**Provided material:**
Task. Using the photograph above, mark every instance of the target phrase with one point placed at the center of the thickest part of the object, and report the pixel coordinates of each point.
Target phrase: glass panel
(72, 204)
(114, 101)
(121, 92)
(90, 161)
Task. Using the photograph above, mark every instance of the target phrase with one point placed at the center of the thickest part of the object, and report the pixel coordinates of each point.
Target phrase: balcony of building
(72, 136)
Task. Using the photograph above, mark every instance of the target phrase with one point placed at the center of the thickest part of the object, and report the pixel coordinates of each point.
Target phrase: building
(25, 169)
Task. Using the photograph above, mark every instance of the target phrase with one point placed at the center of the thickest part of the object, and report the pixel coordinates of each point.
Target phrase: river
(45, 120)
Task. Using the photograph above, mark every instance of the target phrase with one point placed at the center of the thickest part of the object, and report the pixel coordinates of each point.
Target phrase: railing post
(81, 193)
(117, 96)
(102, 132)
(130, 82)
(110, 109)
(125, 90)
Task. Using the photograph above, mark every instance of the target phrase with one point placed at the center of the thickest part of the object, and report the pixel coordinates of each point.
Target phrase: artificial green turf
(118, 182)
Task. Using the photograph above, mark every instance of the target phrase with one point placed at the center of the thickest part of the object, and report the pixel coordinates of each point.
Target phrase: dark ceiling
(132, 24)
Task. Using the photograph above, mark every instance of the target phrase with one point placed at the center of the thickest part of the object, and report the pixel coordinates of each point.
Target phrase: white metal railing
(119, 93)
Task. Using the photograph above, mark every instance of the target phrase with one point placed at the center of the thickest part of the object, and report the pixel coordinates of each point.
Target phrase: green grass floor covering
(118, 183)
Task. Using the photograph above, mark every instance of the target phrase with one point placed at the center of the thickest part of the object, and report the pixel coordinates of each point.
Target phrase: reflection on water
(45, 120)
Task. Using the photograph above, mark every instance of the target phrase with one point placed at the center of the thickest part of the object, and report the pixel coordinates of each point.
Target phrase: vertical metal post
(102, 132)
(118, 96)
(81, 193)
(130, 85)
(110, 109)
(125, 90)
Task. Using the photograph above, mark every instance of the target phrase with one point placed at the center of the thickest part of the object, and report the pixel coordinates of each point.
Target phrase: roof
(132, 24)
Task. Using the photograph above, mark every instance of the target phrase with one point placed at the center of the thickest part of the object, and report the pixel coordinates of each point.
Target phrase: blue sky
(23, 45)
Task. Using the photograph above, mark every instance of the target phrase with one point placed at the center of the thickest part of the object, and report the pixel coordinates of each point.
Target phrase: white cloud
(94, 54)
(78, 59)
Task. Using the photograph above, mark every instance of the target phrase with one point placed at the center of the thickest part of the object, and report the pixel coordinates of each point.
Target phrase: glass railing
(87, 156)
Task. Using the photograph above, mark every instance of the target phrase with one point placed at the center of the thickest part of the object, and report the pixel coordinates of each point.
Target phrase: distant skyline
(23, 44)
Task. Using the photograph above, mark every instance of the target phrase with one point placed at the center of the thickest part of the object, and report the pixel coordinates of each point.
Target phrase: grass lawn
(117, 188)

**Directive:**
Which lines of the records above contain the word "grass"? Copy each of those lines in full.

**Result of this task:**
Target phrase: green grass floor covering
Target phrase: grass lawn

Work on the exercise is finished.